(DOCUMENT SECTION)

3. Low ticket prices/low bar for accessibility. This might require a league-wide reform, but the one thing that led to the success of the 2020 XFL was it's extremely low ticket costs (capped at $50 for a 50 yard line single game seat, amounting to a $250 season ticket). The single most critical thing the CFL could do to not just boost willingness of American fans to support their new clubs, but boost sales across the league, would be to look at similar price controls on tickets. With professional sports becoming harder and harder for working-class people, especially those with families, to attend, it's imperative for the CFL to expand the potential support base by making games cheap and accessible. This would also make it more possible for people to support *both* the CFL and NFL team, rather than forcing them to pick one over the other.
Question: Cool, cool. Now what about realignment and scheduling?

(PROBLEMS AND TASKS)
(1) In the passage on CFL ticket pricing, what was the 2020 XFL's price cap for a single-game seat on the 50 yard line?
(2) Collect each line of the rows below that contains the word "dress".

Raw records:
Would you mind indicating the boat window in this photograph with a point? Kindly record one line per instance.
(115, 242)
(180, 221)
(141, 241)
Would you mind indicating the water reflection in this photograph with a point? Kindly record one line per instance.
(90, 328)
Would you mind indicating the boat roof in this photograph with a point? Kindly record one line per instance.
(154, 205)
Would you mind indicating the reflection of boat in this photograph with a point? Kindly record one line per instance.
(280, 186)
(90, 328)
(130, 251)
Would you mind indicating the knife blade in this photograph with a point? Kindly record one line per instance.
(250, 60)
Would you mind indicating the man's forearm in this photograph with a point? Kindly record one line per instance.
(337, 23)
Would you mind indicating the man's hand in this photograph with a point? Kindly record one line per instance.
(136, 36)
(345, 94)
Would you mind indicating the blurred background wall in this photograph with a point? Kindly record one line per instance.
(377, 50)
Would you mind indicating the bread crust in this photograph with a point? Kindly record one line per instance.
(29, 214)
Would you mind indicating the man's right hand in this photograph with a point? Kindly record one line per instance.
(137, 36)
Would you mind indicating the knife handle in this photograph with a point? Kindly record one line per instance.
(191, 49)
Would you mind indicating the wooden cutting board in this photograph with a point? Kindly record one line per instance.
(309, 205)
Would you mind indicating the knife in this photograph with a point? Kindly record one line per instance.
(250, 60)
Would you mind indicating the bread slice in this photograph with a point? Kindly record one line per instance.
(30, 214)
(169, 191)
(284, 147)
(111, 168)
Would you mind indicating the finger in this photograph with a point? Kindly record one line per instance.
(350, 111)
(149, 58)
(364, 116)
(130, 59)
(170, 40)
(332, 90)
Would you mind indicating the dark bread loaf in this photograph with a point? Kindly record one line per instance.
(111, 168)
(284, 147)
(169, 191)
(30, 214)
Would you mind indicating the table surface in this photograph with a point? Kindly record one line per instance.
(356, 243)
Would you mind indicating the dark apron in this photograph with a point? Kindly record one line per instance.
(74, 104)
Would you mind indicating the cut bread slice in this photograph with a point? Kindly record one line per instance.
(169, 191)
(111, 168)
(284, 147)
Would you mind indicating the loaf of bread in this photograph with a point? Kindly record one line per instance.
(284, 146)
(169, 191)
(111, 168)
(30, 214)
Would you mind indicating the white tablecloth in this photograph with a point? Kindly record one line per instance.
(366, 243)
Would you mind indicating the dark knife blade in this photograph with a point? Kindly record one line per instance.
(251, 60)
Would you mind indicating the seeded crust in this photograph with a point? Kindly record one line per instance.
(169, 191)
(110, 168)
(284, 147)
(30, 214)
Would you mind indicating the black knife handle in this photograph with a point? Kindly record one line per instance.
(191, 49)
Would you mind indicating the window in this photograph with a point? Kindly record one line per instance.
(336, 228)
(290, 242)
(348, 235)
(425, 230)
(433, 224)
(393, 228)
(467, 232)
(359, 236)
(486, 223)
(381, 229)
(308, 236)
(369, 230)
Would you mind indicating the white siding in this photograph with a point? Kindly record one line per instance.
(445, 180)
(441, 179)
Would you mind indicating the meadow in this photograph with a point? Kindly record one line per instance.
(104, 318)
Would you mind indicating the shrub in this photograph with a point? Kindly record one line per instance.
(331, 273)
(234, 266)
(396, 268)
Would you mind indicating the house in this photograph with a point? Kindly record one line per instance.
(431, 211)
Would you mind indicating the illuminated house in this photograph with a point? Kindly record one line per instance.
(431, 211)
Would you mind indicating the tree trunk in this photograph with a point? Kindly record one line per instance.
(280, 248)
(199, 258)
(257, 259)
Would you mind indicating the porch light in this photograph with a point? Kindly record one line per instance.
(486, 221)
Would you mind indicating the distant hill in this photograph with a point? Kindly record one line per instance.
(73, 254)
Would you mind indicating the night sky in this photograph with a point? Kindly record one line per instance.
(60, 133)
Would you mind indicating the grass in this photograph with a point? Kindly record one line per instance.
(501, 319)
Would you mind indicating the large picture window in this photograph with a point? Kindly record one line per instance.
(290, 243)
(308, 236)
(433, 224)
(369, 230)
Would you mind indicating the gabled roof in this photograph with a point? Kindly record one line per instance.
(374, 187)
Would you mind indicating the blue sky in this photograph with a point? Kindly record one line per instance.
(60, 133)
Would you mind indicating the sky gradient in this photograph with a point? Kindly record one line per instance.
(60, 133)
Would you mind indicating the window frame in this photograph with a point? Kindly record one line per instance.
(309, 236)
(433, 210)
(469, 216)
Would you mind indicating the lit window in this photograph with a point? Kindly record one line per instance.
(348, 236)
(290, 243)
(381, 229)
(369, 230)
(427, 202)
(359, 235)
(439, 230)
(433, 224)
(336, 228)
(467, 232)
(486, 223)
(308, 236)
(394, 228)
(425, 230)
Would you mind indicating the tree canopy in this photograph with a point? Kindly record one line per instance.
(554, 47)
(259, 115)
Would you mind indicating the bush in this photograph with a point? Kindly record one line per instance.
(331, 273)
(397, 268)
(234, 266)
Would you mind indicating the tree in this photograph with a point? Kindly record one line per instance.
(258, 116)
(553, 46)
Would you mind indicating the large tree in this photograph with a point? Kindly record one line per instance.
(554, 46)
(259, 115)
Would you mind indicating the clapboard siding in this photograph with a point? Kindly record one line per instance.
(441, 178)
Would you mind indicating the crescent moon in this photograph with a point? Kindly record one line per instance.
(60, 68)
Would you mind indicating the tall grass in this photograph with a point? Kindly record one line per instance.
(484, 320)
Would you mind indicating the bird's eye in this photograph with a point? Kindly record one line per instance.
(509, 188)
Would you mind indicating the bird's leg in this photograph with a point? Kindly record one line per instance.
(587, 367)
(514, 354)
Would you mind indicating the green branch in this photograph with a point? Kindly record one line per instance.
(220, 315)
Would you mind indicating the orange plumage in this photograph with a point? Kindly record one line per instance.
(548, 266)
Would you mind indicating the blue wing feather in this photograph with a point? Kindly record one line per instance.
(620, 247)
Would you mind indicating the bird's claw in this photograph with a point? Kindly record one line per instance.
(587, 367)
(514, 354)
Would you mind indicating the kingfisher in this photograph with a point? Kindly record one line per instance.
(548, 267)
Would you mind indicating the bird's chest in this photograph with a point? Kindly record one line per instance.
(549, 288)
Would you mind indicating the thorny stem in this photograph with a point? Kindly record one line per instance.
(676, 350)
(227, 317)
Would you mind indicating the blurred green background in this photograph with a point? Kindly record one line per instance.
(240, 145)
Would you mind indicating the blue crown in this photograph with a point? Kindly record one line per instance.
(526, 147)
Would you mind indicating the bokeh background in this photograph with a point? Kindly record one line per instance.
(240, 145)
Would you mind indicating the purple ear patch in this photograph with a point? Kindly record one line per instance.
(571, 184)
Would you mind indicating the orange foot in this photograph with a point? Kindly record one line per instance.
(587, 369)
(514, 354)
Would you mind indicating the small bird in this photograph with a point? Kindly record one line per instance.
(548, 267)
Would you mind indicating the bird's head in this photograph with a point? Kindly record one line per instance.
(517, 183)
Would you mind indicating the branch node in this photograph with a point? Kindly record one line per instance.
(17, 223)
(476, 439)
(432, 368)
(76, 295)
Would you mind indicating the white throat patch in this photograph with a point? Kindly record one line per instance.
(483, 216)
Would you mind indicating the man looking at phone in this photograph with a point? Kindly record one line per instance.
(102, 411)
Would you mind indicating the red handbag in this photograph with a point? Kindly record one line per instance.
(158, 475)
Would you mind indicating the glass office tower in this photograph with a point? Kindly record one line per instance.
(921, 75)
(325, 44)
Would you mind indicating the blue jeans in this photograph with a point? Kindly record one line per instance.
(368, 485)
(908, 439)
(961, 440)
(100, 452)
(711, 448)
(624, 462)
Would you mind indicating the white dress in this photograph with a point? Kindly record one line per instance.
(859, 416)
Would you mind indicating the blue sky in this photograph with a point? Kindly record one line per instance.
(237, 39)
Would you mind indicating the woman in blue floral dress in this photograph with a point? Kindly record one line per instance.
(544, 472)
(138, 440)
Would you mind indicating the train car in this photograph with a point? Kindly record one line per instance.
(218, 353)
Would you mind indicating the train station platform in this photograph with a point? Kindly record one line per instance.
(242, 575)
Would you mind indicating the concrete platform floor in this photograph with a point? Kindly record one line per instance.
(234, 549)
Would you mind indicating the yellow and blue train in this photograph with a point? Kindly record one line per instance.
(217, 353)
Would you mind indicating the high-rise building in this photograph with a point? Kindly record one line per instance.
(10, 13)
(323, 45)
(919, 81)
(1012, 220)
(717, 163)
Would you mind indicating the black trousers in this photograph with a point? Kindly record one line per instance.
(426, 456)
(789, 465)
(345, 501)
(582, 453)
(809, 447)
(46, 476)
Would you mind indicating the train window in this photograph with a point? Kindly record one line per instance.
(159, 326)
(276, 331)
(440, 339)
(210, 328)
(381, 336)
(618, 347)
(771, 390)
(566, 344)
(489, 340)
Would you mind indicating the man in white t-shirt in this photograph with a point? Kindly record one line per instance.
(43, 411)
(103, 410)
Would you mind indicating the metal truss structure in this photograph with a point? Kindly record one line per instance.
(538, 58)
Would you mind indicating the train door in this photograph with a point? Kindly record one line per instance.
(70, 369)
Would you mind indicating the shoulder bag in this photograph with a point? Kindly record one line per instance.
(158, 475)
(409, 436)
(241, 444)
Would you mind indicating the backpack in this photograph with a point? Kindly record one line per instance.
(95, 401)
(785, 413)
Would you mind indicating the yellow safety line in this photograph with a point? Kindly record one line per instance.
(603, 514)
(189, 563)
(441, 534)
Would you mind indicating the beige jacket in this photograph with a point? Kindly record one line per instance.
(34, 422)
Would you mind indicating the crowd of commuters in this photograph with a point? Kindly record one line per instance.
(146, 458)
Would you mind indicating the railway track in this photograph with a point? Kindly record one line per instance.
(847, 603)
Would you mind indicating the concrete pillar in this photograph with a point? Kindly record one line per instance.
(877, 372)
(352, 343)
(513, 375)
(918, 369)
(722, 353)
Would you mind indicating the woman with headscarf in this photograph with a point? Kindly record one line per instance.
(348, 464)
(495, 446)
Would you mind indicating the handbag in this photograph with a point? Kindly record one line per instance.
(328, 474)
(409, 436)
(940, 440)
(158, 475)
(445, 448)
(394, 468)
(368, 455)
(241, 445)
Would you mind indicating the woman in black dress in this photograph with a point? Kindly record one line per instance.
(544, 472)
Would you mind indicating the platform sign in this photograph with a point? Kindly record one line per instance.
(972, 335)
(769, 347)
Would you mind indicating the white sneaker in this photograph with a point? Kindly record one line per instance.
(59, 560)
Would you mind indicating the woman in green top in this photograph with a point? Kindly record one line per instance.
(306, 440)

(SOLUTION SET)
(1) $50

(2)
Would you mind indicating the white dress in this photograph with a point? Kindly record one line per instance.
Would you mind indicating the woman in blue floral dress in this photograph with a point? Kindly record one line per instance.
Would you mind indicating the woman in black dress in this photograph with a point? Kindly record one line per instance.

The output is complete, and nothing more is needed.